Exercise objective: Reproduce each of the following records verbatim, preserving every line in its original order.

Records for the task:
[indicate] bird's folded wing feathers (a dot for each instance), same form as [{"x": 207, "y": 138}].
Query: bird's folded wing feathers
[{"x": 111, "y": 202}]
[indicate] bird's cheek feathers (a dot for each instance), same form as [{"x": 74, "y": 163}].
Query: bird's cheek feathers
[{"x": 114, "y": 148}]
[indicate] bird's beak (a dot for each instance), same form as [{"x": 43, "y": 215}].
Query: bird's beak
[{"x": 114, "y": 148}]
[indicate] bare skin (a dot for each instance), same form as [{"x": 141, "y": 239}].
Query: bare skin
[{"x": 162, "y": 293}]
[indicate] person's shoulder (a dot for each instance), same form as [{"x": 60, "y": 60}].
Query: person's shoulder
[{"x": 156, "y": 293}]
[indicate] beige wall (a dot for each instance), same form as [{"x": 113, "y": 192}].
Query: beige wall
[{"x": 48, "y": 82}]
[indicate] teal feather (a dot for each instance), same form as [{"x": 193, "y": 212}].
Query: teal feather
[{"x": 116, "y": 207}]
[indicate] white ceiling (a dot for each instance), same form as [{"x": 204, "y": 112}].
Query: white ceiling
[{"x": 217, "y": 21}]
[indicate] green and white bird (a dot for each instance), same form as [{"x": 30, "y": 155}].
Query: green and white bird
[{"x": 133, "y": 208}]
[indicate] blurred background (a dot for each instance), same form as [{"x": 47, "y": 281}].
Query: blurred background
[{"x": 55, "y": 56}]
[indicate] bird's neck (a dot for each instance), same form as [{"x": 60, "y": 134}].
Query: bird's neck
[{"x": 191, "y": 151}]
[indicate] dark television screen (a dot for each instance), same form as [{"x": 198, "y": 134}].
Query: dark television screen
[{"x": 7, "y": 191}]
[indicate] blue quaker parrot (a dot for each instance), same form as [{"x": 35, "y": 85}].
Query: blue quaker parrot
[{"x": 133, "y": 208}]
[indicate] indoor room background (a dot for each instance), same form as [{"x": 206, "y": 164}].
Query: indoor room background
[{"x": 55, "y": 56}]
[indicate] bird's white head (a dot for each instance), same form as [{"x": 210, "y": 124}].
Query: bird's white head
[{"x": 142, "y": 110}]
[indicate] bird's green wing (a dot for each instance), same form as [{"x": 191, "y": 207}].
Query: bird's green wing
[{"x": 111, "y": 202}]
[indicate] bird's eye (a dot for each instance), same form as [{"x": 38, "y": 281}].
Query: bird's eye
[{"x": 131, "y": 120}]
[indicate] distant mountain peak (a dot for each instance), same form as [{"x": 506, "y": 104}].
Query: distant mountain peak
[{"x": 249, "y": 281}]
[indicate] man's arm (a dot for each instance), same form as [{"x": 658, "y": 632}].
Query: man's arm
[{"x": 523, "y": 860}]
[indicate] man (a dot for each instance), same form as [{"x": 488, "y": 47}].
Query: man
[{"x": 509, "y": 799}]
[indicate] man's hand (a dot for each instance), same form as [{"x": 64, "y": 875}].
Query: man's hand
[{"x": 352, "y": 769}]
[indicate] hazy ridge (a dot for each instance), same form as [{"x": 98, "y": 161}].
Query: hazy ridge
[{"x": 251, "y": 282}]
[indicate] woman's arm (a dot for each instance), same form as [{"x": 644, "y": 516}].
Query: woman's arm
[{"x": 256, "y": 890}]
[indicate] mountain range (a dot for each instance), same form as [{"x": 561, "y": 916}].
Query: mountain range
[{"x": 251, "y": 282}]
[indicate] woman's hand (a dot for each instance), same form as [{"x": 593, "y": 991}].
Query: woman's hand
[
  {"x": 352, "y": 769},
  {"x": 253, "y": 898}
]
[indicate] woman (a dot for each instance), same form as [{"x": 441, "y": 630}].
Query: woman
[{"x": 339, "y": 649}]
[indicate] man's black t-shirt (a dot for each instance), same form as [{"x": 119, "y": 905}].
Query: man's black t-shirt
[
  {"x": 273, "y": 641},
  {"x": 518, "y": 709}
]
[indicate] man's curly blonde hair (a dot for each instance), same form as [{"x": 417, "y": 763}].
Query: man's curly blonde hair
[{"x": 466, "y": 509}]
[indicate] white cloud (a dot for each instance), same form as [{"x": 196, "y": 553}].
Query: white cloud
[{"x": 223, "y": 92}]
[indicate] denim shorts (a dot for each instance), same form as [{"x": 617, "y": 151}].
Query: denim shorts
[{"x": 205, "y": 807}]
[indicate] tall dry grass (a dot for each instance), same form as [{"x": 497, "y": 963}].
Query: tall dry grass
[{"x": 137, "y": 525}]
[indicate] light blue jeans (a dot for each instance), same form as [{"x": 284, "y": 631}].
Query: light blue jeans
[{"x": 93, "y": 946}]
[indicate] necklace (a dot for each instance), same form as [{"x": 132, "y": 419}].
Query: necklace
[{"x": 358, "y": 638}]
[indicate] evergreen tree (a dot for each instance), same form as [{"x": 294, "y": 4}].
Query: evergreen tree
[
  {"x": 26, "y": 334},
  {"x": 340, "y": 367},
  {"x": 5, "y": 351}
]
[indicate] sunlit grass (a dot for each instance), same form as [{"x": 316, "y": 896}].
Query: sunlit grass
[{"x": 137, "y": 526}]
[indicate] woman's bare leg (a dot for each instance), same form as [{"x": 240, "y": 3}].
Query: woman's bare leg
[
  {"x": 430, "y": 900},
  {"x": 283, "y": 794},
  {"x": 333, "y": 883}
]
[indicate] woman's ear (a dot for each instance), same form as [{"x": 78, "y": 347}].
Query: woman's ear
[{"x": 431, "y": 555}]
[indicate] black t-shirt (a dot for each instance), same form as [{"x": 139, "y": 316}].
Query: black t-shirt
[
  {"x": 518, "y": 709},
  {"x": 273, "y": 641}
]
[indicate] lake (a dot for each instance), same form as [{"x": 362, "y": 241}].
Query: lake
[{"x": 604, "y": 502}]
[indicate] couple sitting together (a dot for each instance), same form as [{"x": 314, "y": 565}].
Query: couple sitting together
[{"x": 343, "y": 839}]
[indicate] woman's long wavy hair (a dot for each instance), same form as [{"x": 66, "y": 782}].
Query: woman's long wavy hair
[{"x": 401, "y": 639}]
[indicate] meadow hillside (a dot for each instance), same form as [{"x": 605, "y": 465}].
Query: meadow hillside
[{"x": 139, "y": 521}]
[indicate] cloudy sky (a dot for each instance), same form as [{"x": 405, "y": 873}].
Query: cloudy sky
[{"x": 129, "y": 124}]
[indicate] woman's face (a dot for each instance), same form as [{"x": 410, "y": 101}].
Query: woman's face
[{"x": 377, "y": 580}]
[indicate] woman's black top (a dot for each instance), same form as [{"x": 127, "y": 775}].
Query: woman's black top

Solution for this task:
[indicate] bird's folded wing feathers (a dot for each instance), same form as [{"x": 207, "y": 138}].
Query: bird's folded wing feathers
[{"x": 111, "y": 202}]
[indicate] bird's cheek feathers (a dot for each instance), same form as [{"x": 74, "y": 163}].
Query: bird's cheek feathers
[{"x": 114, "y": 148}]
[indicate] bird's beak (a dot for each instance), same form as [{"x": 43, "y": 215}].
Query: bird's beak
[{"x": 114, "y": 148}]
[indicate] bare skin (a dot for each instance), same form as [{"x": 141, "y": 239}].
Query: bare skin
[{"x": 162, "y": 293}]
[indicate] person's shoulder (a dot for each instance), same form as [{"x": 60, "y": 60}].
Query: person's shoulder
[{"x": 156, "y": 293}]
[indicate] beige wall (a dot for each instance), same form as [{"x": 113, "y": 192}].
Query: beige wall
[{"x": 48, "y": 82}]
[indicate] teal feather (a dot for each instance), same form as [{"x": 193, "y": 212}].
Query: teal feather
[{"x": 116, "y": 207}]
[indicate] white ceiling (a dot for each instance), same form as [{"x": 204, "y": 112}].
Query: white ceiling
[{"x": 217, "y": 21}]
[indicate] green and white bird (a dot for each instance), same form as [{"x": 30, "y": 155}].
Query: green and white bird
[{"x": 133, "y": 208}]
[indicate] blurred background (a dot for each instance), same form as [{"x": 47, "y": 281}].
Query: blurred background
[{"x": 55, "y": 56}]
[indicate] bird's neck (a dot for each instance), same form as [{"x": 60, "y": 134}].
Query: bird's neck
[{"x": 191, "y": 151}]
[indicate] dark television screen (a dot for each instance), same form as [{"x": 198, "y": 134}].
Query: dark television screen
[{"x": 7, "y": 191}]
[indicate] blue quaker parrot (a dot for each instance), same form as [{"x": 35, "y": 85}].
Query: blue quaker parrot
[{"x": 133, "y": 208}]
[indicate] indoor room background (a dot for each instance), same form as [{"x": 206, "y": 164}].
Query: indoor room background
[{"x": 55, "y": 56}]
[indicate] bird's white head (a dot for each instance), same form as [{"x": 210, "y": 124}].
Query: bird's white head
[{"x": 142, "y": 110}]
[indicate] bird's green wing (a dot for each instance), same form as [{"x": 191, "y": 207}].
Query: bird's green wing
[{"x": 111, "y": 202}]
[indicate] bird's eye (a dot for each instance), same form as [{"x": 38, "y": 281}].
Query: bird's eye
[{"x": 131, "y": 120}]
[indicate] distant mountain peak (a dot for each instance), same form as [{"x": 506, "y": 104}].
Query: distant mountain peak
[{"x": 249, "y": 281}]
[indicate] man's arm (a dot for each instance), same form as [{"x": 658, "y": 632}].
Query: man's arm
[{"x": 523, "y": 860}]
[indicate] man (a dot for each instance), same form as [{"x": 488, "y": 47}].
Query: man
[{"x": 509, "y": 799}]
[indicate] man's hand (a dot for each instance), same form as [{"x": 64, "y": 875}].
Query: man's hand
[{"x": 352, "y": 769}]
[indicate] hazy ridge (a dot for each instance), same form as [{"x": 98, "y": 161}].
Query: hazy ridge
[{"x": 251, "y": 282}]
[indicate] woman's arm (a dot for each instance), same form as [{"x": 644, "y": 516}].
Query: woman's arm
[{"x": 256, "y": 890}]
[indicate] mountain range (a dot for each instance), same form as [{"x": 561, "y": 916}].
Query: mountain range
[{"x": 251, "y": 282}]
[indicate] woman's hand (a dot for each instance), same form as [{"x": 593, "y": 991}].
Query: woman's hand
[
  {"x": 352, "y": 769},
  {"x": 253, "y": 898}
]
[indicate] woman (a dot for each instance), same form as [{"x": 441, "y": 630}].
Query: woman
[{"x": 339, "y": 649}]
[indicate] man's black t-shirt (a dot for each instance), same form as [{"x": 119, "y": 905}].
Query: man's black t-shirt
[
  {"x": 273, "y": 641},
  {"x": 518, "y": 709}
]
[indicate] man's curly blonde hair (a dot for each instance), same form as [{"x": 417, "y": 763}].
Query: man's curly blonde hair
[{"x": 466, "y": 509}]
[indicate] white cloud (a dot for each instance), same form as [{"x": 196, "y": 553}].
Query: white cloud
[{"x": 223, "y": 92}]
[indicate] denim shorts (a dot for each instance), same form as [{"x": 617, "y": 151}].
Query: denim shorts
[{"x": 205, "y": 807}]
[indicate] tall dry grass (a dot for each instance), same form as [{"x": 497, "y": 963}].
Query: tall dry grass
[{"x": 137, "y": 525}]
[indicate] light blue jeans (a dot for each instance), same form as [{"x": 284, "y": 631}].
Query: light blue jeans
[{"x": 93, "y": 946}]
[indicate] necklace (a dot for each instance), same form as [{"x": 132, "y": 419}].
Query: necklace
[{"x": 358, "y": 638}]
[indicate] evergreen tree (a dot for each instance), same form as [{"x": 294, "y": 4}].
Query: evergreen tree
[
  {"x": 26, "y": 334},
  {"x": 340, "y": 367},
  {"x": 5, "y": 351}
]
[indicate] sunlit grass (a dot for each instance), same form as [{"x": 316, "y": 896}].
Query: sunlit grass
[{"x": 137, "y": 526}]
[indicate] woman's bare leg (a dot for each instance), same form as [{"x": 240, "y": 3}].
Query: woman's bare leg
[
  {"x": 430, "y": 900},
  {"x": 283, "y": 794},
  {"x": 333, "y": 883}
]
[indicate] woman's ear (a dot for each instance), same form as [{"x": 78, "y": 347}].
Query: woman's ear
[{"x": 431, "y": 555}]
[indicate] black t-shirt (a dot for each instance), same form as [{"x": 139, "y": 316}].
Query: black t-shirt
[
  {"x": 518, "y": 709},
  {"x": 273, "y": 641}
]
[indicate] lake (a dot for each instance), same form as [{"x": 362, "y": 241}].
Query: lake
[{"x": 604, "y": 502}]
[indicate] couple sitting together (a dot for each instance), same form as [{"x": 314, "y": 565}].
Query: couple sitting together
[{"x": 343, "y": 839}]
[indicate] woman's long wavy hair (a dot for each instance), same form as [{"x": 66, "y": 782}].
Query: woman's long wavy hair
[{"x": 401, "y": 639}]
[indicate] meadow hillside (a dot for each instance), same form as [{"x": 605, "y": 465}].
Query: meadow hillside
[{"x": 139, "y": 521}]
[indicate] cloudy sky (a dot for each instance), same form as [{"x": 405, "y": 873}].
Query: cloudy sky
[{"x": 129, "y": 124}]
[indicate] woman's face (a dot for each instance), same form as [{"x": 410, "y": 101}].
Query: woman's face
[{"x": 377, "y": 580}]
[indicate] woman's black top (a dot for each instance), same form as [{"x": 127, "y": 775}].
Query: woman's black top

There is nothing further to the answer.